WHAT YOU SHOULD DO: Write out the section of the text on young shoppers below word for word, beginning with "Brands that do" and ending after "previous three months.".

TEXT SECTION:
· · · · · · ·

The new world of shopping has also allowed the young to take a more informed view of the companies that they buy from. The attention economy’s information overload has not dulled youngsters’ senses. On the contrary, it appears to have made them hypersensitive, especially to any brand that pretends to be something it isn’t. Edelman, a public-relations firm, found that seven in ten Gen-zs across six countries fact-check claims made in adverts. Citing survey data that show some teens have stopped using certain brands because of their shady ethics, Forrester has taken to calling young consumers “truth barometers”.
Brands that do not match up to the long list of requirements had better watch out. If they do not get what they want and how they want it, youngsters are happy to try something new. According to another McKinsey survey from October 2022, nine in ten Gen-z and millennial Europeans had changed how they shopped, where they shopped or the brands they bought in the previous three months.
How the young shop is clearly in flux. What they buy, too, is changing. What older generations consider discretionary, such as wellness and luxury, have become essentials. Self-care is all the rage. On the hunt for clothing that will set them apart, the young are turning to posh brands at an ever more tender age. According to Bain, a consultancy, the average Gen-z shopper makes their first luxury purchase when they are 15; their 30-something counterparts were 19 when they entered the luxury market. Some buy posh items as a hedge, believing that such items can hold value even during tough times. Helpfully, these can now be traded easily on second-hand sales platforms such as Vinted and Vestiaire Collective.

· · · · · · ·

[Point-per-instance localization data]
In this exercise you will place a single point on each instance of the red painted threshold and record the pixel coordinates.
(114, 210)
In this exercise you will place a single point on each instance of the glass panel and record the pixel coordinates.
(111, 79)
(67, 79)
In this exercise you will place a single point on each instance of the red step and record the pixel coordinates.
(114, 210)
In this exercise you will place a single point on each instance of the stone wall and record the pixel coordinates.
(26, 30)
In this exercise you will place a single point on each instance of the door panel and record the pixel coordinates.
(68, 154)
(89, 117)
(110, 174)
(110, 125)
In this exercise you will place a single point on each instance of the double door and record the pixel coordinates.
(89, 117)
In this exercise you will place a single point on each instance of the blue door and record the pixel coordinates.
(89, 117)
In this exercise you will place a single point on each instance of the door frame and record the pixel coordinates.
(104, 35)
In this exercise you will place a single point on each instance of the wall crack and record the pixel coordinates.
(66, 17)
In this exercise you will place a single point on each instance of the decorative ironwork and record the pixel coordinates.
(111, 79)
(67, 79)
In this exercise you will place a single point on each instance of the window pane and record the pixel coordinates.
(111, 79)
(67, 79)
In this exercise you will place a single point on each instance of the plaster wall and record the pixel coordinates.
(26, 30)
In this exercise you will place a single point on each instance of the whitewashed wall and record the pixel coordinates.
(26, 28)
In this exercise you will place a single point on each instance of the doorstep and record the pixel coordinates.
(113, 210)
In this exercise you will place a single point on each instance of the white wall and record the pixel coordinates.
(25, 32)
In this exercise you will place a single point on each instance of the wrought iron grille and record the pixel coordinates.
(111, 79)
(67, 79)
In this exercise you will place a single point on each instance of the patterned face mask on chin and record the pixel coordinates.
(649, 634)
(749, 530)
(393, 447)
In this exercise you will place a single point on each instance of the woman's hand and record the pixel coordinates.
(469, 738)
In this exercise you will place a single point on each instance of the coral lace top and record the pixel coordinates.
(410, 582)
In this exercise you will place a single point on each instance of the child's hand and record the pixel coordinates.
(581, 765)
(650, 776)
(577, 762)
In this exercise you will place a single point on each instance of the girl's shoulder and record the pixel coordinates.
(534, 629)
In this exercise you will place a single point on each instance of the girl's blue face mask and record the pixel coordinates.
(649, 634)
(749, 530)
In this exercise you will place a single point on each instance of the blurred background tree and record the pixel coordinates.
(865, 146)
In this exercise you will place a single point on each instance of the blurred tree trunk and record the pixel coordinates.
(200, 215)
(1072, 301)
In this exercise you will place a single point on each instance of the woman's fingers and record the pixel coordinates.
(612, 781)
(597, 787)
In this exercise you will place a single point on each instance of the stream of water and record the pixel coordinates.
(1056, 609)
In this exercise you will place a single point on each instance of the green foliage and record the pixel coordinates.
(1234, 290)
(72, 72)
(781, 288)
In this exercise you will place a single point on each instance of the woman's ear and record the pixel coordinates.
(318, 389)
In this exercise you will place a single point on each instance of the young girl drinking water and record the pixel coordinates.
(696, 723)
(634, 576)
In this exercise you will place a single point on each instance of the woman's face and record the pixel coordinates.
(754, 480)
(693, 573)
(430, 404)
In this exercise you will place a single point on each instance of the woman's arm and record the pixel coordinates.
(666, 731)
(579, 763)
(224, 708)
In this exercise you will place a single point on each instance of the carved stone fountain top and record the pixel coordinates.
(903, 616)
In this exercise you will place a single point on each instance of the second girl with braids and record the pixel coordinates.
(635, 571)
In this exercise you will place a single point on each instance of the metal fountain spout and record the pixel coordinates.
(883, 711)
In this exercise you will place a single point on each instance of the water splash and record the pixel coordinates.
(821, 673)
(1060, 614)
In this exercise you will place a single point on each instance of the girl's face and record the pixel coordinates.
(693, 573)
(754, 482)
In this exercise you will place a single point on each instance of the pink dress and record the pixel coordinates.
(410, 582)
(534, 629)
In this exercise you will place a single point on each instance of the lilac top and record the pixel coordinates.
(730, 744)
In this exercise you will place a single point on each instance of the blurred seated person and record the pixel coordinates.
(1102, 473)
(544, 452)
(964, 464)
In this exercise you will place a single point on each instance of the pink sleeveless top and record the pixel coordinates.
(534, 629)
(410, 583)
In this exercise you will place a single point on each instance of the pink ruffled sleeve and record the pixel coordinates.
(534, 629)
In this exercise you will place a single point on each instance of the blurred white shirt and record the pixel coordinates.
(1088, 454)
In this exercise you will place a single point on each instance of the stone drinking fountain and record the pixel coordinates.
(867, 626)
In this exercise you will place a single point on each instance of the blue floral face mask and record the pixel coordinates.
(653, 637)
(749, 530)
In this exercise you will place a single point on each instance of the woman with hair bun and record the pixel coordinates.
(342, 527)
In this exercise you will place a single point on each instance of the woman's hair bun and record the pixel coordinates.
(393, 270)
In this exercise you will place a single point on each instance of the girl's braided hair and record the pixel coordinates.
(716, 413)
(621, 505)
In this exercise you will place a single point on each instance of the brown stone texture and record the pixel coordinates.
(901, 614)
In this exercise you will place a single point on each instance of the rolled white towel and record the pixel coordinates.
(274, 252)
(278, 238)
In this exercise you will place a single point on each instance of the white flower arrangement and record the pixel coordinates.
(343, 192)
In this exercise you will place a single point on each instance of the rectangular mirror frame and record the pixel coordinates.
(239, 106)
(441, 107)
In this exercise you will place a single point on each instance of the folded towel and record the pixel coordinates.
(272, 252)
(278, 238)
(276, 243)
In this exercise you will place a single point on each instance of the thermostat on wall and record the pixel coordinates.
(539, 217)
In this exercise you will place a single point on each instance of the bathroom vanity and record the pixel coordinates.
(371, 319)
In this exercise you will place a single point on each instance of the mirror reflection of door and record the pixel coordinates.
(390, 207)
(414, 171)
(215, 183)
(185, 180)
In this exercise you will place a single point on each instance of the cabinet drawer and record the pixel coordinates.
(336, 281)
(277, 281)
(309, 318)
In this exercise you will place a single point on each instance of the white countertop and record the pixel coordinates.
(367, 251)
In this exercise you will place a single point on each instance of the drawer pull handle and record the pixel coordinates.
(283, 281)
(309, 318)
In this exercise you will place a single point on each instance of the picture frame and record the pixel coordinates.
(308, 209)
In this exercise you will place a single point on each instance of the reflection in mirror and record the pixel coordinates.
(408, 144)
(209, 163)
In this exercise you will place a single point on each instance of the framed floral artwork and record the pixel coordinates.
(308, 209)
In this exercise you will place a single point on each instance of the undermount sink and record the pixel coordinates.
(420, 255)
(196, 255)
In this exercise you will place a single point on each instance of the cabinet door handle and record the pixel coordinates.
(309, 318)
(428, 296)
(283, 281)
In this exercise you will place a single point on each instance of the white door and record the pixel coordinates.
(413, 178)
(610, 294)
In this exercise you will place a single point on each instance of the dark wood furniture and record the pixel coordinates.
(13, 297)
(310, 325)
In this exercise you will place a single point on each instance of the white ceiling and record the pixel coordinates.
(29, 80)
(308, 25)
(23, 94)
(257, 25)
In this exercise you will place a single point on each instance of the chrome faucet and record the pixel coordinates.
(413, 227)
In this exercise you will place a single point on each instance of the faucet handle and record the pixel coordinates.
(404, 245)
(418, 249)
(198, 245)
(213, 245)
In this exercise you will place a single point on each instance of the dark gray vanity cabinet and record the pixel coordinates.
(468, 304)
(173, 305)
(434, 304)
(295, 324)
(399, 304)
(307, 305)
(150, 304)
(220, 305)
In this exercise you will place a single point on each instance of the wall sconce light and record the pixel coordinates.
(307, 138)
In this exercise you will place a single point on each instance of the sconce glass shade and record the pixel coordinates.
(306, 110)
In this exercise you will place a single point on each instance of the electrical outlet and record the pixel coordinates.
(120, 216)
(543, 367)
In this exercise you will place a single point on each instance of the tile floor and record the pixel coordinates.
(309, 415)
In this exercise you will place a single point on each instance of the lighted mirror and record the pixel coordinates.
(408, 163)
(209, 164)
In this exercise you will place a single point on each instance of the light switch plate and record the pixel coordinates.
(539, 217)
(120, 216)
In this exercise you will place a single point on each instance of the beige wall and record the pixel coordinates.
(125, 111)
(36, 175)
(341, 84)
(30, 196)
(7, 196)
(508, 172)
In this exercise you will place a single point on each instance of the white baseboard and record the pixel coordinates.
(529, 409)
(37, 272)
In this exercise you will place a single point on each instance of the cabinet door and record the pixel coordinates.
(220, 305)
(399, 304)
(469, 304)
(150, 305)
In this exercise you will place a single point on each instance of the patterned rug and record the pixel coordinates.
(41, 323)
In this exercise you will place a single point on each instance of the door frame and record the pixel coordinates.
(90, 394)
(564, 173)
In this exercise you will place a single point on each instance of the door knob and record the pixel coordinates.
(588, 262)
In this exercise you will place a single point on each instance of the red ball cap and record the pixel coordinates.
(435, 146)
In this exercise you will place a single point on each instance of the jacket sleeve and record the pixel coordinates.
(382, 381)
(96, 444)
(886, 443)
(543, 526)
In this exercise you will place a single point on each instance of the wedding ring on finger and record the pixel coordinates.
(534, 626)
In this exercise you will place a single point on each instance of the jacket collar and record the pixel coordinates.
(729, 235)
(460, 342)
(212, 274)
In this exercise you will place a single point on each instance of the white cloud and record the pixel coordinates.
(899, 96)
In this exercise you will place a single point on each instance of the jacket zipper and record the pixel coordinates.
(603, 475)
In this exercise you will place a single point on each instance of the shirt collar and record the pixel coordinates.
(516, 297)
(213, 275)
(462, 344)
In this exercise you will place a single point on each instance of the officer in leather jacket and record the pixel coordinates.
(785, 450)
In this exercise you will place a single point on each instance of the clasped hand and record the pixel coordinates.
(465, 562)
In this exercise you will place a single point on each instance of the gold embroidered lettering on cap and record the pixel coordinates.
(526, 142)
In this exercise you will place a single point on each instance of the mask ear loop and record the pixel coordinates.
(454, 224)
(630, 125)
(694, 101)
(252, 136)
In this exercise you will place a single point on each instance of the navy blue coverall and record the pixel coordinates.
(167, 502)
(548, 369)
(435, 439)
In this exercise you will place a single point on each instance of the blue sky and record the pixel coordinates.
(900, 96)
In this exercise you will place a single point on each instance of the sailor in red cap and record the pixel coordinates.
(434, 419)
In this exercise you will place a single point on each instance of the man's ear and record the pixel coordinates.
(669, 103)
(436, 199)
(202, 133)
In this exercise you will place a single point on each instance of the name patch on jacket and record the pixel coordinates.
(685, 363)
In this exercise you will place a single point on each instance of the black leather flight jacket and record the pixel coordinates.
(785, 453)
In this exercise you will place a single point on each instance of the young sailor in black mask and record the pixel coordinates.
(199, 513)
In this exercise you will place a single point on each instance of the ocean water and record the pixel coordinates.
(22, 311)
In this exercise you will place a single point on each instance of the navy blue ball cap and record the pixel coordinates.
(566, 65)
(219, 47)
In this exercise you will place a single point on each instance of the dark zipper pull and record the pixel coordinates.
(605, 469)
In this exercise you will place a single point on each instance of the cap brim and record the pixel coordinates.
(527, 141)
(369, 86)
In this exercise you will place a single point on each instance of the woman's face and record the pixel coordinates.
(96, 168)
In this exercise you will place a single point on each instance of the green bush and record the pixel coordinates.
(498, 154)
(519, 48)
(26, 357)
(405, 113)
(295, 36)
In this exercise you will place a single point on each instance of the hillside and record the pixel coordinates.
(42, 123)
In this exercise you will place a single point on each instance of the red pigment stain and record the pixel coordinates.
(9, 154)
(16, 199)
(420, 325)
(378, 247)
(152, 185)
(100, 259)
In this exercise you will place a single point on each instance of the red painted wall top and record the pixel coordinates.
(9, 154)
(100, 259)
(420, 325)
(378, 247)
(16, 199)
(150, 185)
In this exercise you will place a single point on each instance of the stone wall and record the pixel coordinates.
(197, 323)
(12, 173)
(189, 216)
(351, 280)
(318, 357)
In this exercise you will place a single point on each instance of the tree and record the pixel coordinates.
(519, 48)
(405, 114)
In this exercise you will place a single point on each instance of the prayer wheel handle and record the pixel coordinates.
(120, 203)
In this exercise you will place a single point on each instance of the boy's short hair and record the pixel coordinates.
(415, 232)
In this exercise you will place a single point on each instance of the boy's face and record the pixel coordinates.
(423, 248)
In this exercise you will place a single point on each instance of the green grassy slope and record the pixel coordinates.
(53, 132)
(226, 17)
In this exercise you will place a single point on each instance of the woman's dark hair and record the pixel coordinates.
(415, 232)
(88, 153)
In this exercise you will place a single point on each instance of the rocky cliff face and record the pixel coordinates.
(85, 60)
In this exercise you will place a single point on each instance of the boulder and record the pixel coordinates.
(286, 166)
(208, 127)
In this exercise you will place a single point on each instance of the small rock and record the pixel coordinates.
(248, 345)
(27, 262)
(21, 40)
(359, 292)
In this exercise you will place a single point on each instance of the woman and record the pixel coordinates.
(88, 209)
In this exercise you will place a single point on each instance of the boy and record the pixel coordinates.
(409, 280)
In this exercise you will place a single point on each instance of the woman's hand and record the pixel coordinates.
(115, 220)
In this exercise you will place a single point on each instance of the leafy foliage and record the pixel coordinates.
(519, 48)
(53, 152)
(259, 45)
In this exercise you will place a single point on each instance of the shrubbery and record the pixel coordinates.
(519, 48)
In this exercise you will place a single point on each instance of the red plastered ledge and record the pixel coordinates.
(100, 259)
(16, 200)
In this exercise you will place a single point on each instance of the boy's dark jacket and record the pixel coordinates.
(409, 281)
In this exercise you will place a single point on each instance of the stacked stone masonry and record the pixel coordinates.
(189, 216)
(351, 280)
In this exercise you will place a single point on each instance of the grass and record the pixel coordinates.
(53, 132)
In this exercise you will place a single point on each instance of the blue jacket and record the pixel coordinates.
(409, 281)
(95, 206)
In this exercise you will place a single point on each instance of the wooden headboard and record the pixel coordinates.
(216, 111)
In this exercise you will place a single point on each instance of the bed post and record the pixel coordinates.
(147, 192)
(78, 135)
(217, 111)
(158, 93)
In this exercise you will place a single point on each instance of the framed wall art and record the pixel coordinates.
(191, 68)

· · · · · · ·

RESPONSE:
Brands that do not match up to the long list of requirements had better watch out. If they do not get what they want and how they want it, youngsters are happy to try something new. According to another McKinsey survey from October 2022, nine in ten Gen-z and millennial Europeans had changed how they shopped, where they shopped or the brands they bought in the previous three months.